> Text provided
((

I Really am enjoying your tutorials on theory- I've studied a bit of theory previously but you present it in a simple and comprehensive way. I have a question that may seem a bit weird.
Does the lowest note of a particular chord define what chord it is?
Let me explain why I ask and give an example.
I am trying to find new shapes of chords - I have been stuck mainly on open chords and E and A string Barre shapes, and am trying figure out easy alternate voicings. I really only know some major and minor chords, and a few sevenths, and feel I am lacking and need to expand my chord choices, but not sure how to go about it
Lets say I am looking at an open voicing of a D Major - which consists of the D(root on the open D string), an A on the G string(2nd Fret), another D on the B string(3rd Fret), and a F# on the high E string(2nd fret), so we have the I III V triad (D F# A notes). Now lets say I play the same shape but without playing the open D string, so I am just playing the top 3 strings (G B E Strings) I still have the same 3 notes(D F# A), but now the A note(G string 2nd fret) is on the lowest string in my chord shape. Is this still considered a D major , or would it be something else because the A is like the root note now.

))

> Entries
((

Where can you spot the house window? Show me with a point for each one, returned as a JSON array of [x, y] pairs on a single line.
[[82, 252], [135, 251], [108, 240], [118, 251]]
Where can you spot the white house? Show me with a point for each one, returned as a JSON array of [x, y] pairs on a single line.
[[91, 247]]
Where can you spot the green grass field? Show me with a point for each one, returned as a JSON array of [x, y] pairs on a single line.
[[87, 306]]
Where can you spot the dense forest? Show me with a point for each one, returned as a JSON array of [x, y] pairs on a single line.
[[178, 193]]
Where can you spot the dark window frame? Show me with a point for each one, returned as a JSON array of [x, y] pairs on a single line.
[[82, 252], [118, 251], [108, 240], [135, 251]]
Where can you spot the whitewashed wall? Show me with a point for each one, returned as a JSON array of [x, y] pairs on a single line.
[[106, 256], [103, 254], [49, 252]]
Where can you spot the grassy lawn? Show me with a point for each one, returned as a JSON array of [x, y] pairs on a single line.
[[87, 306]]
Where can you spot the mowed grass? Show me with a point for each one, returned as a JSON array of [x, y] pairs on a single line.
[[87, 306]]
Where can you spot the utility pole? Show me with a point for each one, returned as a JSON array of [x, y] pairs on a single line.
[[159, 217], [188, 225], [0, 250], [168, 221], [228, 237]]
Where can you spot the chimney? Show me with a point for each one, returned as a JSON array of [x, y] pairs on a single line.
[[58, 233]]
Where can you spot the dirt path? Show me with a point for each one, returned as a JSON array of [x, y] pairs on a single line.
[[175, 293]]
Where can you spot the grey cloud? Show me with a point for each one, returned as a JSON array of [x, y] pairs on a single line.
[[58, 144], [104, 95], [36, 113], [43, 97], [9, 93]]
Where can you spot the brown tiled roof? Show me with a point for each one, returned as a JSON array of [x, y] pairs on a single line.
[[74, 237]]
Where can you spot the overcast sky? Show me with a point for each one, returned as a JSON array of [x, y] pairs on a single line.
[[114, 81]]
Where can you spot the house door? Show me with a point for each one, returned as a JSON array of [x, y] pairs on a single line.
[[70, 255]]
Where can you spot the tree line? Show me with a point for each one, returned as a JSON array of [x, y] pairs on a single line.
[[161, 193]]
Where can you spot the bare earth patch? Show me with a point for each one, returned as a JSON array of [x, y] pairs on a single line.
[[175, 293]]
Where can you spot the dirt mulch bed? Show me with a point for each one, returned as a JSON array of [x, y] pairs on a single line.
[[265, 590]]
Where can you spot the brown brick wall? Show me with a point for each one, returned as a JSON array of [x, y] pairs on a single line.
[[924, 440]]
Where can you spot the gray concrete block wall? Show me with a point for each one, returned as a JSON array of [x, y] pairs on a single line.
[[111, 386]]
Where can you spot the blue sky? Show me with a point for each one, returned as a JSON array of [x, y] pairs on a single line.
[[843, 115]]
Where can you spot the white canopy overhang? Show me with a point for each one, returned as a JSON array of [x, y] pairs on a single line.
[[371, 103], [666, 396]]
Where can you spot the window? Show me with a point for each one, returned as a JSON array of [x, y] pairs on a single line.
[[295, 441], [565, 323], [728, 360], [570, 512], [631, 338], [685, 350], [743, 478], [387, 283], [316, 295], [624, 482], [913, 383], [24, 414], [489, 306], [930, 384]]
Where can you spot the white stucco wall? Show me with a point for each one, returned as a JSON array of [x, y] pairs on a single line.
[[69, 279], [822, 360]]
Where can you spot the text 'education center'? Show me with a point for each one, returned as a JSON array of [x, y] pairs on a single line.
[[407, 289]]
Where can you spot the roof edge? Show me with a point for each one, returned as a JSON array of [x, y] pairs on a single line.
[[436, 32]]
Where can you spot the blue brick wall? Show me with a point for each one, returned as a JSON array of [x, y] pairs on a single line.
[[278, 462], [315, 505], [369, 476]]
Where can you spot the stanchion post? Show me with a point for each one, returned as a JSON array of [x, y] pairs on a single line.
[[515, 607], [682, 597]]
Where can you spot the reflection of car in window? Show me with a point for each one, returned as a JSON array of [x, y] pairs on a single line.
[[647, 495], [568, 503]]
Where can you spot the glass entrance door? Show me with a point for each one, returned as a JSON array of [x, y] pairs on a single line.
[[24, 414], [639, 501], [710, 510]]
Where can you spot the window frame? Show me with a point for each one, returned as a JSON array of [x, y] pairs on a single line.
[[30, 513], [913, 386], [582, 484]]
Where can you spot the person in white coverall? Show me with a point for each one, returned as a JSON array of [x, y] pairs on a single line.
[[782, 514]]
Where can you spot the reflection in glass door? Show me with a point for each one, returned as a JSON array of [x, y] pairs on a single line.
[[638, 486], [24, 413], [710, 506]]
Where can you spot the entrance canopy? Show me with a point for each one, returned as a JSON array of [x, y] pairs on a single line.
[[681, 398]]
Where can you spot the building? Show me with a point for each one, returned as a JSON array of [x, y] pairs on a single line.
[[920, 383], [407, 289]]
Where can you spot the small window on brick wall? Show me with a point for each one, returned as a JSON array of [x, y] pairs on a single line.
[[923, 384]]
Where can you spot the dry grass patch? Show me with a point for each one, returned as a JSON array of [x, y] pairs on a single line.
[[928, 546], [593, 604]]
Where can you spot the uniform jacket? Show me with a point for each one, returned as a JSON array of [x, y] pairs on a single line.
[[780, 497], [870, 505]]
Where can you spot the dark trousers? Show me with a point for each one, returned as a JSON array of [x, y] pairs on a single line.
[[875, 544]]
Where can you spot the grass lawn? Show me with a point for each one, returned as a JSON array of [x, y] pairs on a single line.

))

> To do
1/ Answer these questions about the guitar chord question:
(a) Which chords does the writer say they really only know?
(b) In the open D major voicing, which note is played on the B string, and at which fret?
(c) When the open D string is not played, which note ends up on the lowest string of the shape?
2/ Go on with the guitar chord question from the point where it stops.

> Responses by task
1/
(a) Some major and minor chords, and a few sevenths.
(b) A D, at the 3rd fret.
(c) The A, at the 2nd fret of the G string.

2/
I have seen guitarists just play the upper strings(In Funk for example) and Im wondering how they figured out these chords. I have also seen chords made with just 2 notes on high strings that are not necessarily power chords as far as I can tell. I guess what I am tring to determine is if there is some standard shapes other than barre chords(Such as the C A G E D shapes) that I don't know about, are moveable and are easy to finger togive me some other voicings.
Secondly, besides the major, minor and seventh chords, what are the most important chord variations to know typical for Rock and Blues.
Tnnaks for your help.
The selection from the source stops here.